-- Document --
· · · ·

I have nothing personal against him, but I know what I see. If you read through the entire thread, you can piece most of it together. I may make a few assumptions, but I am almost 100% positive that I know what the score is here. This guy is more cold and calculating than he'll admit. That's the vibe I get.

I think we agree on things in most cases, but clearly we see this situation in different ways.


----------



## alte Dame

Plan 9 from OS said:


> This guy is more cold and calculating than he'll admit. That's the vibe I get.


I think he wants to be cold and calculating. He can't really be, though, and that is the big problem for him, in my opinion.

This thread is almost Shakespearean to me. The W didn't just emasculate her H with an affair. She actually came out with the words that would destroy him. So he sets out to rebuild himself. He needs to show strength, so he proves with countless other women that she is wrong; he divorces her and moves on.

He's done all that he thinks he can do to repair his ego and life, but there's one big problem - He still loves her.

He has balanced the ego scale and now wants to understand whether he can risk his heart again.

Nothing in any of this sounds easy. How can anyone really advise? Shakespeare would have ramped up the drama for the stage, but the message would have been the same, which is that everyday people have tragedy in their lives that they can't really understand or cope with.

I think Rookie is starting to believe that his W is sincere & doesn't want to throw away his chance of love with her because of his ego. It's impossible to really know if his W has changed, so he agonizes. My feeling is that he will choose to try again & that his W will not herself agonize over the dozens of other women (this, of course, doesn't begin to address the feelings of the other women, which is itself an issue for OP....).


----------



## CH

So did Rookie finally get the answer he needed to his question?

In other words don't get back together and they both move on with their lives separately.


----------



## Acabado

She got busted, she was cruel afterwards, she left to OMs. 
He told dealbreaker, done. Told her good bye.
Since then the divorce procedings were that, procedings. He was a free agent who got to decide his behavior. I think he did fine. That's what I recomend. To f0ck around. That's the way he helped himself to heal. Even if flaunted it to XW (which I don't see where we can read that)... so?
Time has passed and the anger subsided enough to consider a second round with the love of his life.
I don't see anything wrong with he has been doing. At all.

Rookie, what happened with FBW/GF?

· · · ·

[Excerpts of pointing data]
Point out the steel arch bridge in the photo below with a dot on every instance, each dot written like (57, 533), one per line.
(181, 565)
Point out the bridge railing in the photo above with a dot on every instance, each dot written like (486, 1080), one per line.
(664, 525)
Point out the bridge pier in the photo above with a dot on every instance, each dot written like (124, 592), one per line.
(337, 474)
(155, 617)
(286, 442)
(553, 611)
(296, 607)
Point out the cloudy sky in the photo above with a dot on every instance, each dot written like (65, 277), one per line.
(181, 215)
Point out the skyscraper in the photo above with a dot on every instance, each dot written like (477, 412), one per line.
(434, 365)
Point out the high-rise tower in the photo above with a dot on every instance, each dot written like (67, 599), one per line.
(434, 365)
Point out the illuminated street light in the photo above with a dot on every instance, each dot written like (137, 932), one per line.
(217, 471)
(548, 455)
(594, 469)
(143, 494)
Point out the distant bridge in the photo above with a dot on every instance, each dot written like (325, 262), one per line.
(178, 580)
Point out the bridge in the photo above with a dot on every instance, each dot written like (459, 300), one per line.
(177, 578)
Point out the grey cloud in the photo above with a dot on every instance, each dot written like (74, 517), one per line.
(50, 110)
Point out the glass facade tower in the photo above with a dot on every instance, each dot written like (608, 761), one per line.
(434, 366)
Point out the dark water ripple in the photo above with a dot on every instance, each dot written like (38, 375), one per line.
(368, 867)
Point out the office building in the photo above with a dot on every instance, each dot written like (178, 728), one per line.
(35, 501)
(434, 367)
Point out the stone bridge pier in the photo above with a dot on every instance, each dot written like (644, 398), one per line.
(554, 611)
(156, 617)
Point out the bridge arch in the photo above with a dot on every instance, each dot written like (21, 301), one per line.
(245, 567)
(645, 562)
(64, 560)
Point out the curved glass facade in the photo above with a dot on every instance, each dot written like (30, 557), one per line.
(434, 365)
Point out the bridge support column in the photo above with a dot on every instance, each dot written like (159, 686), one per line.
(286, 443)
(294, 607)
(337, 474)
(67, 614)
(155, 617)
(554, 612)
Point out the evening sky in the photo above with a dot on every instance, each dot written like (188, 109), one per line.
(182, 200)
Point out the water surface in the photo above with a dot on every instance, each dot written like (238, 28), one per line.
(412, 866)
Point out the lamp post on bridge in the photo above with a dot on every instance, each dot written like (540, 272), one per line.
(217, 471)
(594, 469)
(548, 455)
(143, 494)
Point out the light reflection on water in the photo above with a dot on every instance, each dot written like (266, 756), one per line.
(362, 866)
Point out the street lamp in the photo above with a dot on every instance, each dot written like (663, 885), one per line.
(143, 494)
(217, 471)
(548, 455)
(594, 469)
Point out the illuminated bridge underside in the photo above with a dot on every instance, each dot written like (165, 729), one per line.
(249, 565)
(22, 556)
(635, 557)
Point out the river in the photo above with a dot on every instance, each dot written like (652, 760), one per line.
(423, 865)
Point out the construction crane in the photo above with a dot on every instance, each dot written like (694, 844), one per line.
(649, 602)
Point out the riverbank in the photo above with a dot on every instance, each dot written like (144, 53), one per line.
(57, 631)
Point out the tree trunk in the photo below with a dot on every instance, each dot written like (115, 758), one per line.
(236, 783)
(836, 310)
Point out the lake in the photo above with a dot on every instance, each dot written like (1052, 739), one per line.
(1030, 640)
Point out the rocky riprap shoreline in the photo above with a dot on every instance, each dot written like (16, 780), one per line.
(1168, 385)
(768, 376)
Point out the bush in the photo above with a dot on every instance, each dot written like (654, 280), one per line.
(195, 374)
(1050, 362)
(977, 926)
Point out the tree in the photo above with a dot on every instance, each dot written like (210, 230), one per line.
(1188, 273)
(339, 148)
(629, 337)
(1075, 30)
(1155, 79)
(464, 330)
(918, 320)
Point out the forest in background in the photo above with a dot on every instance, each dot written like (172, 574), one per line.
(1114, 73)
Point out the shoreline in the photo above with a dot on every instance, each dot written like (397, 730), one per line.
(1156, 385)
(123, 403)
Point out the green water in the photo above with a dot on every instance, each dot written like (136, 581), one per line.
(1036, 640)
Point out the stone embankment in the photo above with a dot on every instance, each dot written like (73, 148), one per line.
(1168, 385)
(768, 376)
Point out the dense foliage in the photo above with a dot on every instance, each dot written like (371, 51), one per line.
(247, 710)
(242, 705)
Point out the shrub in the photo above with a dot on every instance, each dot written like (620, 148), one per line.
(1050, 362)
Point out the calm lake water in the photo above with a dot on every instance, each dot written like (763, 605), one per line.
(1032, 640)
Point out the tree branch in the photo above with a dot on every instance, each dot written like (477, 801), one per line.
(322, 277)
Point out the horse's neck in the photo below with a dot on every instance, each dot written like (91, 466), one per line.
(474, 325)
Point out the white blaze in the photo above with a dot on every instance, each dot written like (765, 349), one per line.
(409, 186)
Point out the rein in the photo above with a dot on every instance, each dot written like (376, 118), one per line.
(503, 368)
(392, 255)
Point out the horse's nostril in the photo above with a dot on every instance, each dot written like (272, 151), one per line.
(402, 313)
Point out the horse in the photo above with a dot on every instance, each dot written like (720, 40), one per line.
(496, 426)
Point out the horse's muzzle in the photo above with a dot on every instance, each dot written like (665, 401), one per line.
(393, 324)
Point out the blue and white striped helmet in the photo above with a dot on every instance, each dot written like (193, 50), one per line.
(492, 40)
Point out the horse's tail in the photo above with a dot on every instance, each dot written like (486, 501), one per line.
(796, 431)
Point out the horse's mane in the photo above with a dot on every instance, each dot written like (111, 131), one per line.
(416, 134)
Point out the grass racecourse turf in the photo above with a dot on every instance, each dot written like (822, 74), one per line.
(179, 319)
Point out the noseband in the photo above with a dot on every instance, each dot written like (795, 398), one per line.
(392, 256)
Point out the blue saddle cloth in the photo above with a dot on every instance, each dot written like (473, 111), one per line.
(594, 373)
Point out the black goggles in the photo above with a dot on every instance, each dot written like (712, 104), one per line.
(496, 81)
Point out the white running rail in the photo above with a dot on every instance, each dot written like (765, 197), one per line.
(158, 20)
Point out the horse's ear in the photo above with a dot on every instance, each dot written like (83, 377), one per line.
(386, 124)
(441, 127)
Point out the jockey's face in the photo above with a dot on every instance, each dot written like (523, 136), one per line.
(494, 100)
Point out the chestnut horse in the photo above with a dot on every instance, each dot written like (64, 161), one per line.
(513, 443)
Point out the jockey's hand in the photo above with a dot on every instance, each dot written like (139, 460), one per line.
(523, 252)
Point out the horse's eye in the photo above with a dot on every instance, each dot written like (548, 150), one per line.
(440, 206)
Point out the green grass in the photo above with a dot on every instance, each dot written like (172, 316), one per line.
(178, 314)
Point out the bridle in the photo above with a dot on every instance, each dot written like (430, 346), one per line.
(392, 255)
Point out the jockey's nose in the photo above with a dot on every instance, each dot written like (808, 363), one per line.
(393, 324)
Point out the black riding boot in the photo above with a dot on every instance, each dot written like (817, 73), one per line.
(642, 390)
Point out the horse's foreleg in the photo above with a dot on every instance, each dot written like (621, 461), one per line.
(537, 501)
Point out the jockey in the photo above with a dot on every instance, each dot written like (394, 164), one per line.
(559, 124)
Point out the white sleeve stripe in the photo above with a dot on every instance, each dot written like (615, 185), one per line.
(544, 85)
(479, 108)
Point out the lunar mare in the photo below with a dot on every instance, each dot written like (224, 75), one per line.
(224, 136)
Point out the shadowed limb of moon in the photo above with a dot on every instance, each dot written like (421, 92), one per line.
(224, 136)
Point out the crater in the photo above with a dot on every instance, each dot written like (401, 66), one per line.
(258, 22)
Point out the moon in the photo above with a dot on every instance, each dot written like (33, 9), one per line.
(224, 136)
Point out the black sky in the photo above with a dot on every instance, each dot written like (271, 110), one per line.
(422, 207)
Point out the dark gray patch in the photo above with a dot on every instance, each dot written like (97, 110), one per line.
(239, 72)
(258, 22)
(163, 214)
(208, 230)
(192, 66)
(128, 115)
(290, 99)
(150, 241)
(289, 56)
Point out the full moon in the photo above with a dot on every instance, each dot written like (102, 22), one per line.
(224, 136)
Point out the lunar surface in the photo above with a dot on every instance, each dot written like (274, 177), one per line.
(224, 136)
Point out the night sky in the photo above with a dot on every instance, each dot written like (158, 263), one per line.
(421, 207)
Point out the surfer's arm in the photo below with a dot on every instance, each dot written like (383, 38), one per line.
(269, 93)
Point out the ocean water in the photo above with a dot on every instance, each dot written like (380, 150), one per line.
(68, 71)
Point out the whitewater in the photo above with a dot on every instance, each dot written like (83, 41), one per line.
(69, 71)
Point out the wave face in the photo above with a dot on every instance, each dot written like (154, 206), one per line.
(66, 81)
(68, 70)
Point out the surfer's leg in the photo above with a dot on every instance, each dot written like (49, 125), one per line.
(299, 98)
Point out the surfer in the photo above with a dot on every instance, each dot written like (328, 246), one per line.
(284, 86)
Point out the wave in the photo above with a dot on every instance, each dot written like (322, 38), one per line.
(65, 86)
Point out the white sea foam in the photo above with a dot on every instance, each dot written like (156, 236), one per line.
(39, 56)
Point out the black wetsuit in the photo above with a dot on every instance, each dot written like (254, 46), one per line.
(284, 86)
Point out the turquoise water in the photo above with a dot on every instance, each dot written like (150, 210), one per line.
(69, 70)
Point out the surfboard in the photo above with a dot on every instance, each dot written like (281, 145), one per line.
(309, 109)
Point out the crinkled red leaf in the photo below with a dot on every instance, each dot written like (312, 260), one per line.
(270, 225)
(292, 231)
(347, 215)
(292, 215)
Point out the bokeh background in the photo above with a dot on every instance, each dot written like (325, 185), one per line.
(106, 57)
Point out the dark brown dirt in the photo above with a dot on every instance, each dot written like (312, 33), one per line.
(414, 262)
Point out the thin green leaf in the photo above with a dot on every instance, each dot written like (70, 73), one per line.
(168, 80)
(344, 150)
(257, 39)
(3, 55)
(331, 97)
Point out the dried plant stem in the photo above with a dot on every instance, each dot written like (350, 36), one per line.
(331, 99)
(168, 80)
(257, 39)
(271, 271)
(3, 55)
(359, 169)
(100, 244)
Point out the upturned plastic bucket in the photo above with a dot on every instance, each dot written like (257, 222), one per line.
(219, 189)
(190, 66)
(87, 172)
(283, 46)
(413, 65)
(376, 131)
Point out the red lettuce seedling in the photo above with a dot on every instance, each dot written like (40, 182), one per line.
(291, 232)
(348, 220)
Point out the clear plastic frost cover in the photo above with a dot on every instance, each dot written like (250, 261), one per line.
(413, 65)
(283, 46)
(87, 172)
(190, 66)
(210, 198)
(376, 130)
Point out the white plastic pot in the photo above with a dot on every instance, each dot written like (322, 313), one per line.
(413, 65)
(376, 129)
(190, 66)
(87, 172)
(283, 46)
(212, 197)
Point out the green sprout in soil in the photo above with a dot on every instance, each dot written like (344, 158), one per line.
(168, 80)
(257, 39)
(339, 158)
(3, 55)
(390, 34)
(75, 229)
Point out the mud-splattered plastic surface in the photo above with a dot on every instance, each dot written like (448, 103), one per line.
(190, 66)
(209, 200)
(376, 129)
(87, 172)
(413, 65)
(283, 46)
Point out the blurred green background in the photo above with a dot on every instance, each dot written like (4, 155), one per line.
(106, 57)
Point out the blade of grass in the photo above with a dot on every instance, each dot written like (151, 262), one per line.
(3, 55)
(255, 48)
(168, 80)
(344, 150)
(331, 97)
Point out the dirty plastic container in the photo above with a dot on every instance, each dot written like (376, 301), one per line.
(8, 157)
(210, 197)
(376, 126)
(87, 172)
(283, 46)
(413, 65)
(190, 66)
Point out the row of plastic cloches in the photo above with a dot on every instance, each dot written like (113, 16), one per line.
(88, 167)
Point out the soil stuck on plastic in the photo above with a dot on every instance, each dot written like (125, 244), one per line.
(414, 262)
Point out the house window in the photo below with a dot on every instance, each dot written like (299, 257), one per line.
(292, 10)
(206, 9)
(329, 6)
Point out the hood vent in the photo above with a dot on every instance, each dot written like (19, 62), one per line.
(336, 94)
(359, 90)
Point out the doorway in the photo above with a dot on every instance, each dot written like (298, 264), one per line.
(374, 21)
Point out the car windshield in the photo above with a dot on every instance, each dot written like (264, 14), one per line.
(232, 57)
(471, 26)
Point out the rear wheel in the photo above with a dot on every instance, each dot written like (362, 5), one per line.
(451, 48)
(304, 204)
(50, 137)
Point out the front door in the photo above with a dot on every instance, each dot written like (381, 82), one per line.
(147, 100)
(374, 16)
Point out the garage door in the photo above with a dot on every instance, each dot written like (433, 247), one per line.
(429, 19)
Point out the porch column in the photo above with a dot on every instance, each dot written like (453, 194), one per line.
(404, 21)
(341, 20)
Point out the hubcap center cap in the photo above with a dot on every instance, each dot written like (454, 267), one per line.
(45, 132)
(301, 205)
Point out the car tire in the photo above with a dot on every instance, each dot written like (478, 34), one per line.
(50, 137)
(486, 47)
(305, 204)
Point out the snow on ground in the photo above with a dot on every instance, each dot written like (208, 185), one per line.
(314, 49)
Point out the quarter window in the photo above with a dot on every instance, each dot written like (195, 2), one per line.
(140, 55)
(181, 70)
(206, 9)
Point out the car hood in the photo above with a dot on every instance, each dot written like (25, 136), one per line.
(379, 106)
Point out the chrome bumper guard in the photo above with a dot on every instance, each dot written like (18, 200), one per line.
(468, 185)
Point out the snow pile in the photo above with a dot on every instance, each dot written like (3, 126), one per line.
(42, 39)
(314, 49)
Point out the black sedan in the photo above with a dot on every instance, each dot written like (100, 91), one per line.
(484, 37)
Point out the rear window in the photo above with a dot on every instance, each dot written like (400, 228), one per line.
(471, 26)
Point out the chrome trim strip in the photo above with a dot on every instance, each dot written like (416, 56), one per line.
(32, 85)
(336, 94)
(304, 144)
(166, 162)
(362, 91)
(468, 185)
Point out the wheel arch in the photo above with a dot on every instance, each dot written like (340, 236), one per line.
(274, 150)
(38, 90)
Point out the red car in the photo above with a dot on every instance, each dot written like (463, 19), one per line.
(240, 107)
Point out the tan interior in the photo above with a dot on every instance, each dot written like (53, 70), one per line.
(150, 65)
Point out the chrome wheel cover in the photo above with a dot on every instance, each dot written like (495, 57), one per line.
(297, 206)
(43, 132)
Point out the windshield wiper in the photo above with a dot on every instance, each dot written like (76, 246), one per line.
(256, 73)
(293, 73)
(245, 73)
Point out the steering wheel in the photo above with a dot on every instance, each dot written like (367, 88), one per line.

· · · ·

Reproduce word for word the part of the forum thread starting with "I think he wants" and going on through "his heart again.".

-- Exercise solution --
I think he wants to be cold and calculating. He can't really be, though, and that is the big problem for him, in my opinion.

This thread is almost Shakespearean to me. The W didn't just emasculate her H with an affair. She actually came out with the words that would destroy him. So he sets out to rebuild himself. He needs to show strength, so he proves with countless other women that she is wrong; he divorces her and moves on.

He's done all that he thinks he can do to repair his ego and life, but there's one big problem - He still loves her.

He has balanced the ego scale and now wants to understand whether he can risk his heart again.